Start Selected excerpt
N.Y. Times deep dive into the Georgia criminal investigation includes this on the alternate electors dimension of the probe:

In a legal filing, the electors’ lawyers likened their clients’ actions to those of electors in Hawaii during the 1960 presidential election, when Richard M. Nixon beat John F. Kennedy in the initial voting by a mere 141 votes, but Kennedy prevailed after a court-ordered recount. As this unfolded, Kennedy electors submitted their votes (as did Nixon electors) before the recount was finished. “Appropriately, no one suggested that they were criminals,” Ms. Debrow and Ms. Pierson wrote.

But when Kennedy and Nixon electors cast their votes on Dec. 19, 1960, there was a court-ordered recount still underway, and the Hawaiian governor later directed the winning Kennedy slate to be recognized. By contrast, 60 years later in Georgia, the Trump electors signed their certificate on Dec. 14, a week after the results were recertified. By then, four of the original Georgia Republican electors had bowed out and had to be replaced, with one expressing reservations about “political gamesmanship.”

“In the Hawaiian case, it was the appropriate certifying authority, the governor of the State of Hawaii, who certified the Kennedy electors,” said James A. Gardner, a professor at the University at Buffalo School of Law. “These people we’re talking about in Georgia were not certified by any executive authority,” he said, adding that “in 1960, none of this occurred in the context of a fairly widespread attempt by a sitting president to conduct a self-coup.”
End Selected excerpt
Start Data supplied
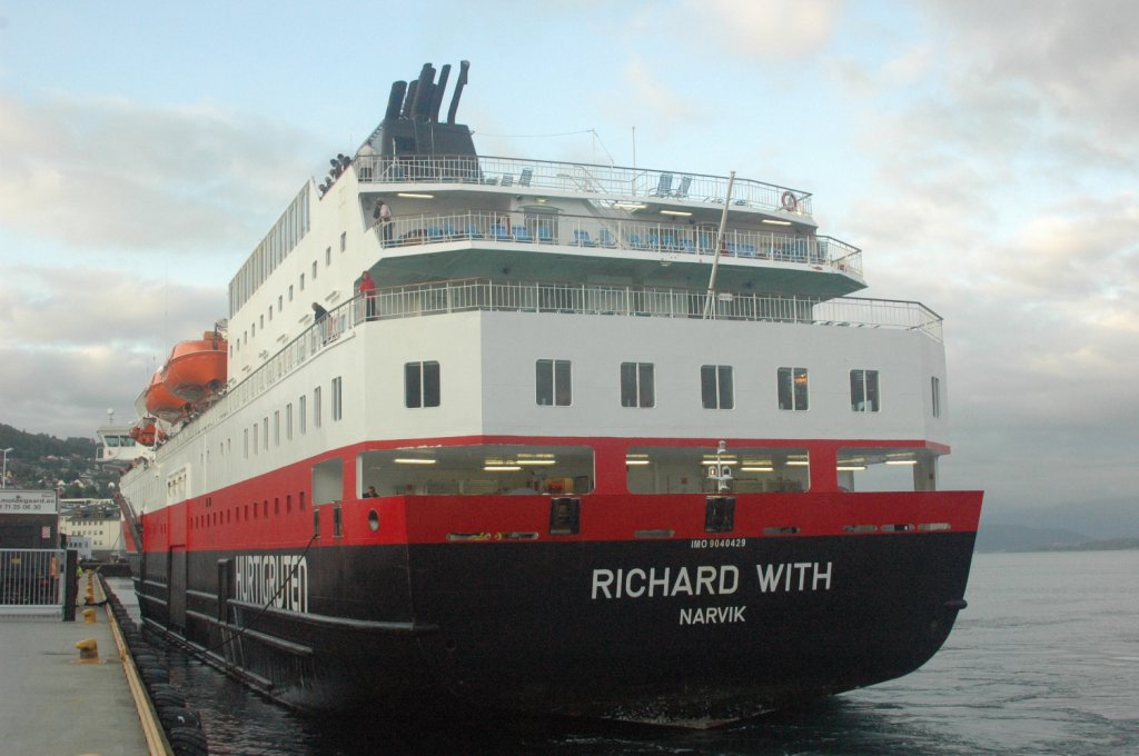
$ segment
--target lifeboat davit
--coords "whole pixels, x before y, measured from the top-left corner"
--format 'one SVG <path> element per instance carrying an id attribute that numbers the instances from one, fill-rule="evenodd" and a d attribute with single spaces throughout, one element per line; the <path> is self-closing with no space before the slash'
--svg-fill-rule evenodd
<path id="1" fill-rule="evenodd" d="M 174 424 L 186 417 L 187 403 L 173 394 L 162 383 L 162 371 L 150 377 L 150 385 L 142 392 L 142 405 L 147 413 Z"/>
<path id="2" fill-rule="evenodd" d="M 166 433 L 158 427 L 158 421 L 154 418 L 142 418 L 128 435 L 144 446 L 154 446 L 155 441 L 166 439 Z"/>
<path id="3" fill-rule="evenodd" d="M 200 340 L 180 342 L 166 360 L 162 383 L 182 402 L 197 404 L 208 398 L 226 385 L 228 348 L 218 331 L 206 331 Z"/>

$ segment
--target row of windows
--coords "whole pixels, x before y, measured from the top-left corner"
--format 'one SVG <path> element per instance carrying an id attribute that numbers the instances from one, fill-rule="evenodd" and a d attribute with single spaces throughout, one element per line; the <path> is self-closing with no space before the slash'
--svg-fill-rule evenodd
<path id="1" fill-rule="evenodd" d="M 408 408 L 440 405 L 439 362 L 409 362 L 404 371 L 404 405 Z M 621 406 L 656 406 L 656 368 L 652 362 L 621 363 Z M 806 368 L 779 368 L 776 389 L 780 410 L 810 409 L 810 383 Z M 534 365 L 535 402 L 541 406 L 570 406 L 573 403 L 573 364 L 570 360 L 538 360 Z M 941 417 L 941 383 L 931 384 L 934 417 Z M 878 412 L 882 395 L 878 371 L 850 371 L 851 410 Z M 723 364 L 700 367 L 700 402 L 706 410 L 731 410 L 736 406 L 734 368 Z"/>
<path id="2" fill-rule="evenodd" d="M 341 252 L 344 252 L 345 249 L 347 249 L 347 233 L 346 232 L 341 233 Z M 333 248 L 331 247 L 326 247 L 325 248 L 325 268 L 328 268 L 331 264 L 333 264 Z M 317 280 L 317 273 L 319 272 L 319 270 L 320 270 L 320 266 L 317 264 L 317 261 L 313 260 L 312 261 L 312 280 L 313 281 Z M 300 286 L 301 291 L 304 291 L 304 273 L 301 273 L 301 278 L 298 279 L 297 285 Z M 293 301 L 293 285 L 292 284 L 289 284 L 289 286 L 288 286 L 288 301 L 289 302 Z M 280 314 L 284 309 L 285 309 L 285 295 L 281 294 L 281 295 L 277 296 L 277 307 L 276 307 L 277 314 Z M 272 322 L 272 320 L 273 320 L 273 305 L 272 304 L 269 305 L 269 310 L 267 311 L 267 313 L 269 315 L 269 322 Z M 233 343 L 230 344 L 230 346 L 229 346 L 229 355 L 233 356 L 235 353 L 241 351 L 243 346 L 248 346 L 248 344 L 249 344 L 249 337 L 256 338 L 256 336 L 257 336 L 257 328 L 259 327 L 262 330 L 264 330 L 264 328 L 265 328 L 265 315 L 257 315 L 257 319 L 255 321 L 253 321 L 247 329 L 245 329 L 244 331 L 241 331 L 240 336 L 238 336 L 236 339 L 233 339 Z"/>
<path id="3" fill-rule="evenodd" d="M 322 416 L 322 397 L 323 389 L 317 386 L 312 389 L 312 426 L 319 428 L 323 421 Z M 344 379 L 339 376 L 333 378 L 331 381 L 331 406 L 329 408 L 333 414 L 333 421 L 339 422 L 344 417 Z M 297 428 L 303 435 L 309 430 L 309 396 L 302 394 L 297 397 Z M 273 446 L 280 446 L 281 443 L 281 411 L 273 410 L 272 417 L 272 443 Z M 254 422 L 253 426 L 246 428 L 244 432 L 244 443 L 245 443 L 245 458 L 249 458 L 249 451 L 252 449 L 254 454 L 261 451 L 269 451 L 269 416 L 267 414 L 261 419 L 261 422 Z M 285 441 L 293 441 L 293 402 L 285 405 L 285 418 L 284 418 L 284 435 Z M 251 443 L 252 442 L 252 443 Z M 224 453 L 224 449 L 220 450 Z"/>

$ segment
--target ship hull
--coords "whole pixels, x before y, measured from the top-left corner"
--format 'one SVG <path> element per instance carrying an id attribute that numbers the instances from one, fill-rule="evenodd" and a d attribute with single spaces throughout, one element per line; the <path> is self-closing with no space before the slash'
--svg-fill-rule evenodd
<path id="1" fill-rule="evenodd" d="M 964 606 L 974 536 L 174 550 L 147 554 L 140 603 L 301 709 L 711 726 L 919 667 Z"/>

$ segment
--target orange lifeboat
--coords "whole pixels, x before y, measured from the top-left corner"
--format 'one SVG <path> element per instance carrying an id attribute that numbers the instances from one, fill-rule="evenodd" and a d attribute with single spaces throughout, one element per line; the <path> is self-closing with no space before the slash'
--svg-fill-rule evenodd
<path id="1" fill-rule="evenodd" d="M 218 331 L 206 331 L 200 340 L 181 342 L 170 353 L 162 383 L 182 402 L 198 403 L 226 385 L 228 345 Z"/>
<path id="2" fill-rule="evenodd" d="M 142 392 L 146 411 L 166 422 L 178 422 L 186 416 L 186 402 L 170 393 L 162 383 L 162 371 L 150 377 L 150 385 Z"/>

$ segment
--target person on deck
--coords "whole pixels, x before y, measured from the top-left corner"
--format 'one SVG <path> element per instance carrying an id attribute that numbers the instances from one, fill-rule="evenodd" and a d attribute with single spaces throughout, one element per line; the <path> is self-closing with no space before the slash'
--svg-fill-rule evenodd
<path id="1" fill-rule="evenodd" d="M 363 299 L 364 320 L 375 320 L 376 281 L 372 280 L 371 273 L 368 271 L 364 271 L 363 276 L 360 277 L 360 298 Z"/>

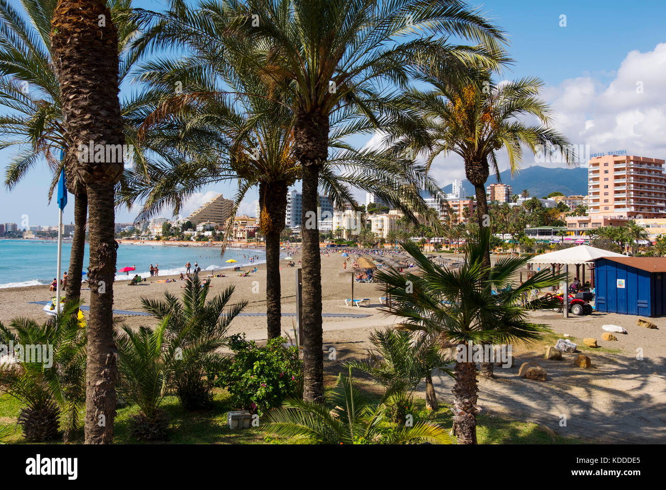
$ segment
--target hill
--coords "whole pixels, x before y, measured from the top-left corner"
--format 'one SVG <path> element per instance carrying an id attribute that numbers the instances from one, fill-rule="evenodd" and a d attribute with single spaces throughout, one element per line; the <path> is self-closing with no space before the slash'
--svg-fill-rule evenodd
<path id="1" fill-rule="evenodd" d="M 547 168 L 533 165 L 523 169 L 511 177 L 511 172 L 505 170 L 500 173 L 501 183 L 509 184 L 513 188 L 514 194 L 519 194 L 523 189 L 529 191 L 529 195 L 541 197 L 551 192 L 559 191 L 565 195 L 586 195 L 587 194 L 587 169 Z M 486 185 L 497 183 L 494 175 L 491 175 L 486 181 Z M 467 195 L 473 195 L 474 187 L 466 179 L 462 181 Z M 442 188 L 446 193 L 452 191 L 453 184 Z"/>

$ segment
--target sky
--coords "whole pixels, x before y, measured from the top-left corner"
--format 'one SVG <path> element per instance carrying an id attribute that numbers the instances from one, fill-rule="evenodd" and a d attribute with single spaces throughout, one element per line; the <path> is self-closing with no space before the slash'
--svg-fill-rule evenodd
<path id="1" fill-rule="evenodd" d="M 10 0 L 17 5 L 19 0 Z M 163 1 L 140 0 L 137 5 L 160 9 Z M 589 152 L 626 149 L 628 155 L 666 158 L 666 33 L 663 0 L 492 0 L 480 11 L 509 36 L 514 63 L 500 79 L 538 77 L 545 87 L 541 97 L 553 113 L 553 126 L 574 145 L 589 145 Z M 122 96 L 122 94 L 121 94 Z M 381 139 L 365 137 L 358 143 L 372 145 Z M 0 150 L 4 169 L 14 149 Z M 537 163 L 525 155 L 522 167 Z M 507 167 L 500 153 L 500 170 Z M 460 159 L 436 159 L 432 175 L 442 186 L 464 178 Z M 57 224 L 55 200 L 47 204 L 51 175 L 39 164 L 11 192 L 0 189 L 0 223 L 19 225 Z M 180 214 L 186 216 L 206 200 L 222 193 L 230 197 L 233 183 L 211 186 L 194 195 Z M 358 197 L 364 203 L 364 196 Z M 240 213 L 254 214 L 256 191 L 248 193 Z M 170 217 L 170 210 L 161 214 Z M 131 222 L 135 214 L 117 211 L 116 221 Z M 73 221 L 73 199 L 64 213 Z"/>

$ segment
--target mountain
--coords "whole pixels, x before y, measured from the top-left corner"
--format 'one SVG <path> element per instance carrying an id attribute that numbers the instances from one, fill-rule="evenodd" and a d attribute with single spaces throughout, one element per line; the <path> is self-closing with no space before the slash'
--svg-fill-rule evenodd
<path id="1" fill-rule="evenodd" d="M 564 195 L 587 195 L 587 169 L 547 168 L 533 165 L 521 169 L 511 177 L 511 172 L 505 170 L 500 173 L 503 184 L 509 184 L 513 188 L 514 194 L 520 194 L 523 189 L 529 191 L 529 195 L 542 197 L 551 192 L 559 191 Z M 486 185 L 498 183 L 495 175 L 491 175 L 486 181 Z M 462 181 L 466 195 L 474 195 L 474 186 L 465 179 Z M 452 191 L 453 184 L 442 188 L 446 193 Z"/>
End Data supplied
▶ [Task 1]:
Do the following statements agree with the passage on the Georgia alternate electors? Answer yes or no for each, and quote the words of the passage that decide it. (a) In the initial 1960 voting in Hawaii, Nixon led Kennedy by 141 votes. (b) The Georgia Trump electors signed their certificate before the results were recertified. (c) Three of the original Georgia Republican electors bowed out.
▶ [Task 2]:
Repeat the part of the passage on the Georgia alternate electors that starts with "N.Y. Times deep" and goes on through "Ms. Pierson wrote.", keeping its wording unchanged.

▶ [Task result 1]:
(a) Yes: "Richard M. Nixon beat John F. Kennedy in the initial voting by a mere 141 votes"
(b) No: "the Trump electors signed their certificate on Dec. 14, a week after the results were recertified"
(c) No: "four of the original Georgia Republican electors had bowed out and had to be replaced"

▶ [Task result 2]:
N.Y. Times deep dive into the Georgia criminal investigation includes this on the alternate electors dimension of the probe:

In a legal filing, the electors’ lawyers likened their clients’ actions to those of electors in Hawaii during the 1960 presidential election, when Richard M. Nixon beat John F. Kennedy in the initial voting by a mere 141 votes, but Kennedy prevailed after a court-ordered recount. As this unfolded, Kennedy electors submitted their votes (as did Nixon electors) before the recount was finished. “Appropriately, no one suggested that they were criminals,” Ms. Debrow and Ms. Pierson wrote.